Brief a
In the forum thread about the puppies, how old are the puppies in question?

Document excerpt
# I was tricked!!!



## Dannay (Oct 31, 2006)

Here is an email I sent to our breeder, about the deceitful tricking that i've obviously been exposed to after a conversation outside Walmart... (the puppies in question are 10 wks old and can be seen in this thread Atlas & Kronos )



> Quote:Shannon!
> 
> I think we have a problem! It seems, apparently, we actually bought 2 Lab Puppies from you, instead of GSD!!
> 
> ...


----------



## Mr. Nixie (Jul 19, 2007)

Those are the most GERMAN SHEPHERD looking labs I have ever seen in my entire life....

(great looking pups!!!)


----------



## Spitfire22 (Jun 9, 2005)

Nah, c'mon those aren't labs!. Them er labaradoodles man. Anyone can see that.


----------



## jarn (Jul 18, 2007)

geeeez....i thought they'd at least be all black (all black labs, of course). 

i have a black 'lab' that must be related to them! LOL!


----------



## Ewilliams (Oct 17, 2007)

You poor thing! I can't believe they sold you labs..... that just happen to look like shepherds? Was the guy for real? Maybe he bred sheps and didn't know it???? Too funny.

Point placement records
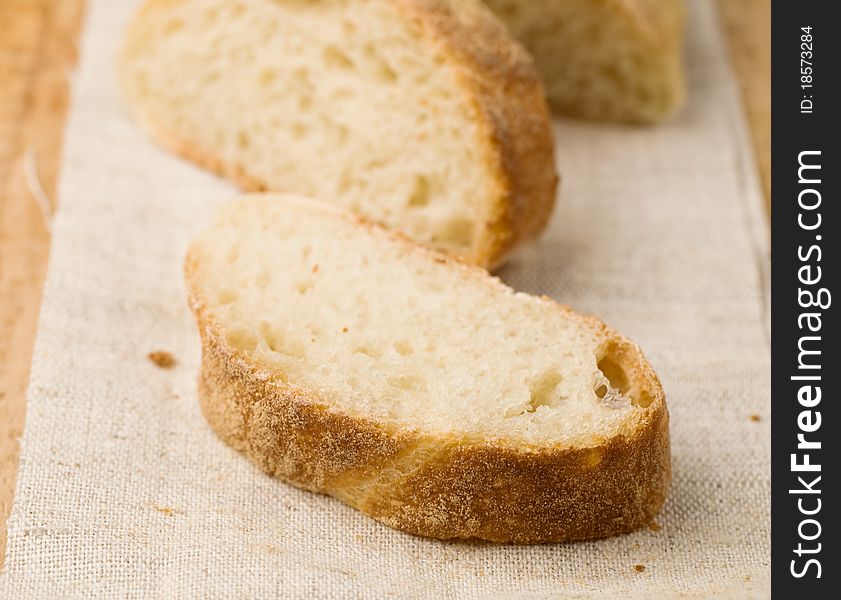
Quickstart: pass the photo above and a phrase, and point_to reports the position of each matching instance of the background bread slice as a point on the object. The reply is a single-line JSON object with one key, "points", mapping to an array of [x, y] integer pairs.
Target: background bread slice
{"points": [[422, 391], [619, 60], [422, 115]]}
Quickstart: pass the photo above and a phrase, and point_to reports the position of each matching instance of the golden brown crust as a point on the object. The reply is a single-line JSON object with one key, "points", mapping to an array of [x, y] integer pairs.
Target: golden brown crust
{"points": [[516, 135], [443, 486], [500, 82]]}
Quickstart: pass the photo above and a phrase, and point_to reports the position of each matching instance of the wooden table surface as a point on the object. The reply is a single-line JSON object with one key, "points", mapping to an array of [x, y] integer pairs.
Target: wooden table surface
{"points": [[37, 54]]}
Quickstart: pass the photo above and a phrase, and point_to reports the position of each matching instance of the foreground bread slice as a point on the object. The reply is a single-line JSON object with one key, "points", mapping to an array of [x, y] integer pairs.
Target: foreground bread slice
{"points": [[422, 115], [422, 391], [604, 59]]}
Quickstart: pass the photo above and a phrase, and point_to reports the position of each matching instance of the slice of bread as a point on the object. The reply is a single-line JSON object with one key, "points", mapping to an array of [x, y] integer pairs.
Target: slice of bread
{"points": [[422, 115], [618, 60], [347, 360]]}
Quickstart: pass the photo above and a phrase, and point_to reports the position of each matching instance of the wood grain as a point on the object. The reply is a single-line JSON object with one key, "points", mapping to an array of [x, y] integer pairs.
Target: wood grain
{"points": [[37, 50]]}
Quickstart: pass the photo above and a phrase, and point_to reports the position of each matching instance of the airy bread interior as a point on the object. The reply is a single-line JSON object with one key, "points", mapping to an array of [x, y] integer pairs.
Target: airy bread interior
{"points": [[372, 325], [344, 100], [603, 59]]}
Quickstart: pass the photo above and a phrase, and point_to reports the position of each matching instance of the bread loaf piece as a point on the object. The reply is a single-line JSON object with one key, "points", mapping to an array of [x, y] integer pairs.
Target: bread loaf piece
{"points": [[346, 360], [423, 115], [618, 60]]}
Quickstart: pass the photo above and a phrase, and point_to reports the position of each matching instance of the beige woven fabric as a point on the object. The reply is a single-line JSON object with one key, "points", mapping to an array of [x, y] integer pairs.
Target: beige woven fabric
{"points": [[124, 492]]}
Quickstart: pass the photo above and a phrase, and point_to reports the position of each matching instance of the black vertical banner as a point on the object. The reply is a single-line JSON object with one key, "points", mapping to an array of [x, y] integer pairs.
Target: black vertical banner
{"points": [[806, 448]]}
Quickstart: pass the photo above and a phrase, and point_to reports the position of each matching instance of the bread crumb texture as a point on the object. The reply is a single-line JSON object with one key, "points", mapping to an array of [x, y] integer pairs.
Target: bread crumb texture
{"points": [[162, 359], [616, 60], [418, 389], [422, 115]]}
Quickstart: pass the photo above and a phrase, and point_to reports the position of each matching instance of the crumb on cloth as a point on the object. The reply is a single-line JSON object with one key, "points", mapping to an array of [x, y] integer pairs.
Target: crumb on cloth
{"points": [[162, 359]]}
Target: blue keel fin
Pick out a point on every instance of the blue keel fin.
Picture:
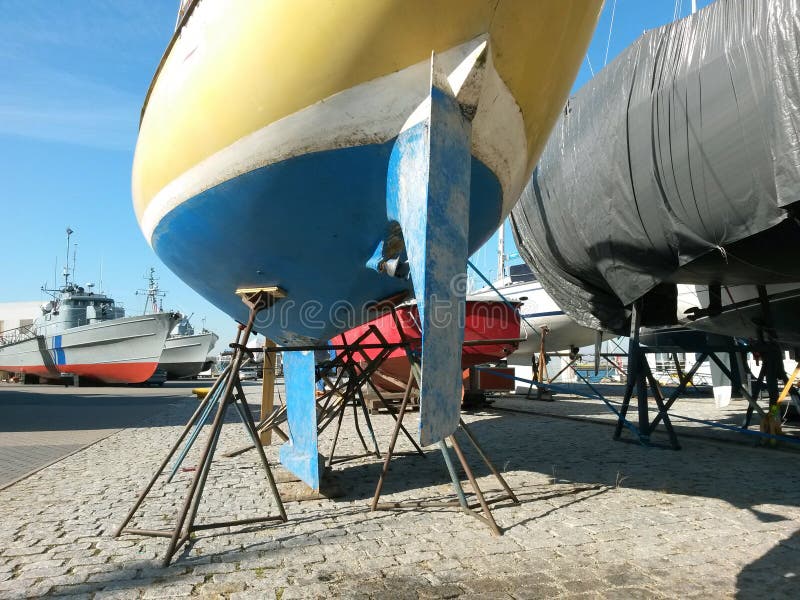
(428, 195)
(300, 454)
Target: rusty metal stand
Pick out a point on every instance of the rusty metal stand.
(232, 395)
(344, 378)
(469, 508)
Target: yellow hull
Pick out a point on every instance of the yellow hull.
(238, 67)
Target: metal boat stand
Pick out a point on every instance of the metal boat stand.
(639, 376)
(227, 391)
(343, 379)
(469, 508)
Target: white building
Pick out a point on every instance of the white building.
(18, 314)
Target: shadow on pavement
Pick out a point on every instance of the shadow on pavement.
(51, 408)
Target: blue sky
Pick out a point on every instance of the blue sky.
(74, 74)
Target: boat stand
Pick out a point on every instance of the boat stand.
(343, 379)
(226, 392)
(469, 508)
(639, 376)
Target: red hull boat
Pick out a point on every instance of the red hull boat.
(494, 321)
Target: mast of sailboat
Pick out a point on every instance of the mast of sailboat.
(501, 252)
(66, 264)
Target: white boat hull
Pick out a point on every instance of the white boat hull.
(123, 350)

Brief b
Copy the point placement rows word for word, starting at the line that contains "Target: red hull boat" and continuing through the last row.

Written answer a
They are 10 weeks old.

Written answer b
Target: red hull boat
Pick out a point on every instance of the red hull boat.
(494, 321)
Target: mast of sailboat
Pick out a point on every instance of the mast of sailboat.
(501, 252)
(66, 264)
Target: white boat hull
Pick out a point on every instance of the white boat hull.
(123, 350)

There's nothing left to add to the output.